Herb Kelleher reminisces on what it took to build Southwest Airways in an interview in Fortune’s May 28, 2001 issue (http://www.fortune.com/indexw.jhtml?channel=artcol.jhtml&doc_id=202450). Here’s one of our favorite quotes, “You have to treat your employees like your customers. When you treat them right, then they will treat your outside customers right. That has been a powerful competitive weapon for us. You've got to take the time to listen to people's ideas. If you just tell somebody no, that's an act of power and, in my opinion, an abuse of power. You don't want to constrain people in their thinking.” Thanks to Kelleher’s leadership, Southwest has been profitable and successful. In the “America’s Worst Airline” story in the June 11, 2001 issue of Forbes, (http://www.forbes.com/forbes/2001/0611/105.html) Southwest was noted as the airline that’s lost the least amount of baggage. That’s a far cry from competitor America West, consistently weakest in all areas, or United, best at ensuring that passengers arrive late.


How clear is your vision for your organization and its future? What makes you comfortable, but leaves you with the feeling that you want to be somewhere else? What course corrections will you make soon? How much time do you take to listen to the ideas of employees? What do you do that may constrain people in their thinking? How would your employees define “treating them right?”


Follow Up

Here are selected updates on stories covered in prior issues of Executive Times:

Ř      We quoted in the August 1999 issue of Executive Times an observer of newly selected Hewlett-Packard CEO Carly Fiorina that she “swims like a fish in the male and female environment.” According to an assessment article in the June 11, 2001 issue of Forbes, (http://www.forbes.com/forbes/2001/0611/054.html) she may not be swimming well in the eyes of the H-P workforce, who report “widespread anger over poor communication, sloppy execution and a disconnect between the words and actions of H-P's brass.” It may be time for swimming lessons at H-P.

Ř      We called attention to pirated software at reputable companies in the January 2001 issue of Executive Times. The Wall Street Journal reported (5/21/01) that, “Software piracy grew in 2000 for the first time in more than half a decade, and 37% of the programs used by businesses world-wide are illegal copies, according to a report by the Business Software Alliance.” You may want to ensure that all software used on machines in your organization is properly licensed.

Ř      Many issues of Executive Times have called attention to pay for performance approaches. We read of a growing trend of pay for performance in the May 9, 2001 issue of The New York Times (http://www.nytimes.com/2001/05/09/business/09ADCO.html). According to a survey of the Association of National Advertisers, more than two thirds of the agreements between companies and ad agencies last year involved incentive pay for the results achieved from ad campaigns, rather than traditional commission percentages. 



Crisis Manager

The job of conducting effective public relations changes dramatically during a crisis. John Scanlon, a public relations expert who helped define the way that business is done today, died in New York in early May. He tended to take on the toughest and riskiest clients, at times when they most needed his skills. He helped CBS fight off libel charges from General William Westmoreland, and when representing Brown and Williamson, he unsuccessfully tried to cast aspersions on the character of scientist Jeffrey Wigand. Just before he died, he was working with Bob Kerrey on the current controversy over action in Vietnam, and was at Jesse Jackson’s side when news broke about Jackson’s paternity of a staff aide’s child. According to The New York Times (5/5/01), “He would often suggest ideas to journalists that were totally unrelated to any paying client, in the belief that the favor might be remembered.” Clients remember Scanlon for helping them when they most needed his sage advice and his finely tuned rhetoric. For better or worse, he personified the term “spin doctor” and may have been the best practitioner ever.

- - - - -

* Request A *
Answer these questions using the Executive Times newsletter text:
(i) Which airline did the Forbes "America's Worst Airline" story note as having lost the least baggage?
(ii) According to the Business Software Alliance report, what percentage of programs used by businesses worldwide are illegal copies?
(iii) Whose libel charges did John Scanlon help CBS fight off?
* Request B *
Carry on the Executive Times newsletter text from the point where it currently ends.
The material that follows this newsletter text is not needed for anything here.

(Dataset excerpts on object pointing)

- - - - -

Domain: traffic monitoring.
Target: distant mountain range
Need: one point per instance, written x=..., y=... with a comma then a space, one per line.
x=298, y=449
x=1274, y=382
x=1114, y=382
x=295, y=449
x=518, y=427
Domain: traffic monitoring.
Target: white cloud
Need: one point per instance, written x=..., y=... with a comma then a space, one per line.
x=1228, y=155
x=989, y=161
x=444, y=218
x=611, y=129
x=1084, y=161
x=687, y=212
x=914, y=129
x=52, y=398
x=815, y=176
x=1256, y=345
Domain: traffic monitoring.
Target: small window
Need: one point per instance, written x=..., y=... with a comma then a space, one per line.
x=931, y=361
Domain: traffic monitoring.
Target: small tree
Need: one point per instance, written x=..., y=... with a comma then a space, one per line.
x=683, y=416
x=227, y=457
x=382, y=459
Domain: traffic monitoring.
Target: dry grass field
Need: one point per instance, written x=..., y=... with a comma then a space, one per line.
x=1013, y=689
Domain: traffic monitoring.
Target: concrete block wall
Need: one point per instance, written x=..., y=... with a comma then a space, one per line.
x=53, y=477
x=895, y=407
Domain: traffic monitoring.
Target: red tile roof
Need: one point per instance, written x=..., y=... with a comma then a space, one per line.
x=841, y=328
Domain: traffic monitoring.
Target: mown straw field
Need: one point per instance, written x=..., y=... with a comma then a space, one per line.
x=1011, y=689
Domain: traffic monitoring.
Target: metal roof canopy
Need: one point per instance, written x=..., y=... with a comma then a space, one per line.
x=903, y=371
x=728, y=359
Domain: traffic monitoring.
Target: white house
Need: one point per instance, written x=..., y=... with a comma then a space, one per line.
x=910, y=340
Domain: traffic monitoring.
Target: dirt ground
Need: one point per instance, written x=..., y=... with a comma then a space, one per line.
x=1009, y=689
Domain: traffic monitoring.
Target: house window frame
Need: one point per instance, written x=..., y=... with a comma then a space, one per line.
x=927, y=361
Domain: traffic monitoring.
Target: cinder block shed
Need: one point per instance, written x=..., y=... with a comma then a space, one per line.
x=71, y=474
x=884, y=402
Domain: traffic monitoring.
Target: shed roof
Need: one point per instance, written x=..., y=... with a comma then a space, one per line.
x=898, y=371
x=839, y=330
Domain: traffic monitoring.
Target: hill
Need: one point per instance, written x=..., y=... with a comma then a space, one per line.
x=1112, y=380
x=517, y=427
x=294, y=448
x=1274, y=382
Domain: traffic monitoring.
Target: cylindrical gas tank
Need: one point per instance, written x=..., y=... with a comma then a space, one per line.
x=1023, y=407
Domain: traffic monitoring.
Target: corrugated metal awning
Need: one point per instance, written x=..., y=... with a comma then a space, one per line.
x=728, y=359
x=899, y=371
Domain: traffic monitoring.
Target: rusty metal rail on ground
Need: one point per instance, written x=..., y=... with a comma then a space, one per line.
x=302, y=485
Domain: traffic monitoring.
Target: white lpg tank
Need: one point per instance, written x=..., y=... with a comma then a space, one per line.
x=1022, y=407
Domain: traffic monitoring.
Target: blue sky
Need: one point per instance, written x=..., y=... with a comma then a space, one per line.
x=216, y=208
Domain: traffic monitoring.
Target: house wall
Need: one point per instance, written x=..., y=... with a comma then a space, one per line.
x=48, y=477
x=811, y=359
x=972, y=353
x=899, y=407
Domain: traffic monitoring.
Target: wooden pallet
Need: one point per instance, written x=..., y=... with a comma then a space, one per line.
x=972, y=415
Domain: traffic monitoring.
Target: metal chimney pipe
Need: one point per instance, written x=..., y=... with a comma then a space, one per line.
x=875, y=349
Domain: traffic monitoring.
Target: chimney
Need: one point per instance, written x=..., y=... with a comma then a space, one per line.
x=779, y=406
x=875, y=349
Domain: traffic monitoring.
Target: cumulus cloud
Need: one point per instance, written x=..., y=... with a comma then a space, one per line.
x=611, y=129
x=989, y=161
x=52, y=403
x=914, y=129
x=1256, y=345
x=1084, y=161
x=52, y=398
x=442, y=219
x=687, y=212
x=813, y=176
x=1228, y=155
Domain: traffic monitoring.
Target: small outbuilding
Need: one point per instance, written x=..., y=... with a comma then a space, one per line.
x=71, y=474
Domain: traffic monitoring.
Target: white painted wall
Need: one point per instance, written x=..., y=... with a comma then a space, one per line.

- - - - -

* Written answer A *
(i) Southwest
(ii) 37%
(iii) General William Westmoreland's

* Written answer B *
(Note: readers of the web version of Executive Times can click on the book covers or titles to order copies directly from amazon.com. When you order through these links, Hopkins & Company receives a small payment from amazon.com. Subscribers to the print version of Executive Times can receive the web version at no additional cost. Send e-mail to hopkinsandcompany@att.net with a request to be placed on the web version distribution list. Also, not all books we read make it to the pages of Executive Times. For expanded reviews of Executive Times selections and other books, visit our book review site at http://www.hopkinsandcompany.com/books/list.htm.)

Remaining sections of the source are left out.